# [INSTRUCTIONS TO FOLLOW]
The listing below should be printed exactly, every line of it. Skip the pictures.

--- BEGIN ---

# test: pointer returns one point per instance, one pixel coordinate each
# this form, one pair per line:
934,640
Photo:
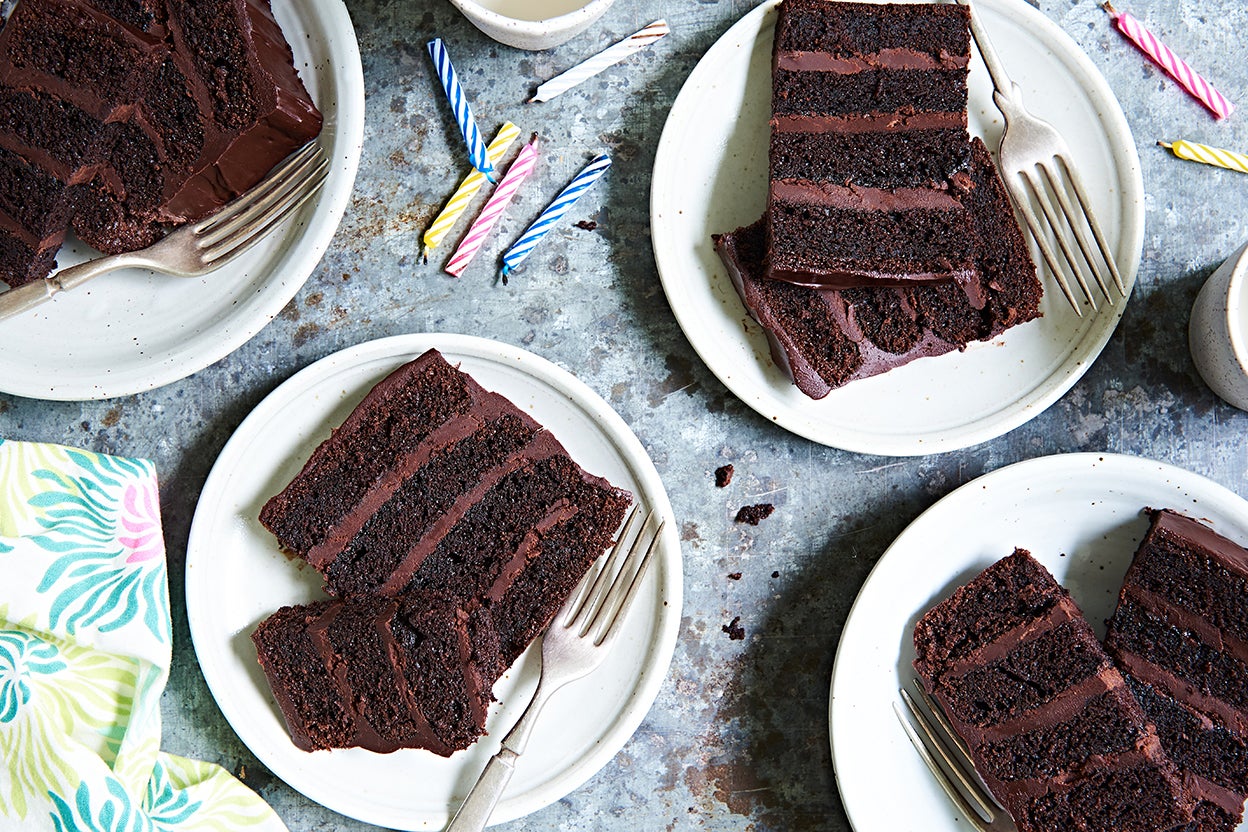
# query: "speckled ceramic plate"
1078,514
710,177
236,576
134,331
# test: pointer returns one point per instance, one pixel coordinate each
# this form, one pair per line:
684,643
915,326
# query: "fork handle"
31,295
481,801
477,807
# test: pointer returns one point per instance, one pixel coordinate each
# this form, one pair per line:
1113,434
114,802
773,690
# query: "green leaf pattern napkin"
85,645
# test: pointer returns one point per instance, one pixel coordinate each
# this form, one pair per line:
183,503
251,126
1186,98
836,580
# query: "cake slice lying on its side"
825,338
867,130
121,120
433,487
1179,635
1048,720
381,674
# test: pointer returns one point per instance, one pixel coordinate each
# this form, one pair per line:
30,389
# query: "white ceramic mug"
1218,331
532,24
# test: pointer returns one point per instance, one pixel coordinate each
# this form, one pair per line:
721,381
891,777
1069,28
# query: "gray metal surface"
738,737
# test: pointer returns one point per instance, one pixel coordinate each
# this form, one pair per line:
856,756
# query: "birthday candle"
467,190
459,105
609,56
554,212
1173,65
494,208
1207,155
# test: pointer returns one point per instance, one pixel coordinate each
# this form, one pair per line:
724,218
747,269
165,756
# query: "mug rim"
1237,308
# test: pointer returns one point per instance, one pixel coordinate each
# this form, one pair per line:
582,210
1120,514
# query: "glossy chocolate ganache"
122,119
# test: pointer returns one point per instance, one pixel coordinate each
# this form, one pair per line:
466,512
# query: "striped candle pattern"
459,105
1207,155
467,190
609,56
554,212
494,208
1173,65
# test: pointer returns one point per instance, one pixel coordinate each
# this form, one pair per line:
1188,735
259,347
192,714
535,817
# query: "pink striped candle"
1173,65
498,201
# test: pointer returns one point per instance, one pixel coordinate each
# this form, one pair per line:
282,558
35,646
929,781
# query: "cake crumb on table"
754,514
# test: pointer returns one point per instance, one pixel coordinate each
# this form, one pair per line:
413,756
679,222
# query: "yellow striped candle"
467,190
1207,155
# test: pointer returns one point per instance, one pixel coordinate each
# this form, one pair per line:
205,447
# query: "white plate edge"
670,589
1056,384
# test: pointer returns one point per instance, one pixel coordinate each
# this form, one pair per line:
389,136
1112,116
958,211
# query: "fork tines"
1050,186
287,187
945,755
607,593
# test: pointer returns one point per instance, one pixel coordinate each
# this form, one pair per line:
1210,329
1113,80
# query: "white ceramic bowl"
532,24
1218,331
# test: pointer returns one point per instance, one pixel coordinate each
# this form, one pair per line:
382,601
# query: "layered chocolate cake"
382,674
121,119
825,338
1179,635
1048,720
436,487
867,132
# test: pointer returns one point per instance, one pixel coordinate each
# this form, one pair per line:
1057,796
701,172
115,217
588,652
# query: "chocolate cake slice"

--- END ---

# [ANSWER TO THIS EXERCISE]
# test: pointer returns one point per instance, one pixel coordinate each
# this form, one pair per line:
934,640
Photo:
# query: "speckled ceramic plate"
1078,514
710,177
236,576
134,331
# test: pointer returns one point per instance, one pixel coordinate each
# this form, one pair per line:
684,643
915,326
# query: "fork handle"
31,295
481,801
477,807
# test: pointer returns one point per instance, one pixel coordinate each
# this form, one pair per line:
1113,434
114,802
773,690
# query: "green leaf pattern napkin"
85,645
# test: pointer returns one point per instance, one pixel coordinate each
# this form, one pair per line:
183,503
251,126
1186,98
836,580
# query: "cake slice lying on its side"
825,338
867,130
121,120
433,487
1179,635
1048,720
381,674
# test: pointer returns one point per instance, one pixel coordinate each
# this form, one pair per line:
30,389
# query: "white ceramic mug"
1218,331
532,24
# test: pointer returns one point per instance, one pixel coordinate each
# this form, one pair per line:
721,381
891,777
1069,28
# query: "gray metal surface"
738,737
# test: pointer returns one point per instance, one pixel coordinate each
# this form, one pair per line:
856,756
# query: "birthday candle"
467,190
459,105
609,56
554,212
1173,65
494,208
1207,155
# test: pointer returns one point per instance, one pixel coordinate each
# this form, one pair per line:
724,218
747,269
165,756
# query: "mug rim"
1237,308
# test: pointer returns one point per instance, one pixel coordinate each
# this form, one pair per line:
582,210
1120,514
# query: "glossy chocolate ganache"
122,119
# test: pointer returns one point per instance, one pixel coordinate each
# this form, one pair per line:
466,512
# query: "striped candle pattern"
459,105
1207,155
467,190
609,56
554,212
494,208
1173,65
# test: pointer returns one point per instance, one pixel coordinate each
# this form, one pair per line:
1188,735
259,347
192,714
535,817
# query: "pink striped candle"
1173,65
498,201
# test: pointer returns one point per instance, one pixel coordinate each
# this form, one pair per line:
282,558
35,646
929,781
# query: "cake crumb on table"
754,514
# test: pointer returns one point per instance, one pixel coordinate each
# this form, one pair per line:
413,756
679,222
# query: "yellow striped candle"
467,190
1207,155
# test: pointer returns one point per instance, one pixel coordinate each
# this form, one pair per line:
205,447
# query: "white plate edge"
670,589
1056,384
# test: pointer returns one point per instance, one pixel coordinate each
# this form, one pair per line:
389,136
1112,116
958,211
# query: "fork tines"
1050,186
287,187
945,755
607,593
# test: pointer returns one point per instance, one pixel coordinate each
# this form, one pair per line:
1210,329
1113,80
# query: "white ceramic bowl"
532,24
1218,331
# test: pointer returns one point per instance, one pixel coordinate each
# this form, one pair per line:
382,601
# query: "layered chocolate cake"
382,674
121,119
825,338
1179,635
1048,720
436,487
867,132
# test: pointer returns one point per instance, one pixel coordinate each
# this form, one pair per line:
1057,796
701,172
115,217
588,652
# query: "chocolate cake slice"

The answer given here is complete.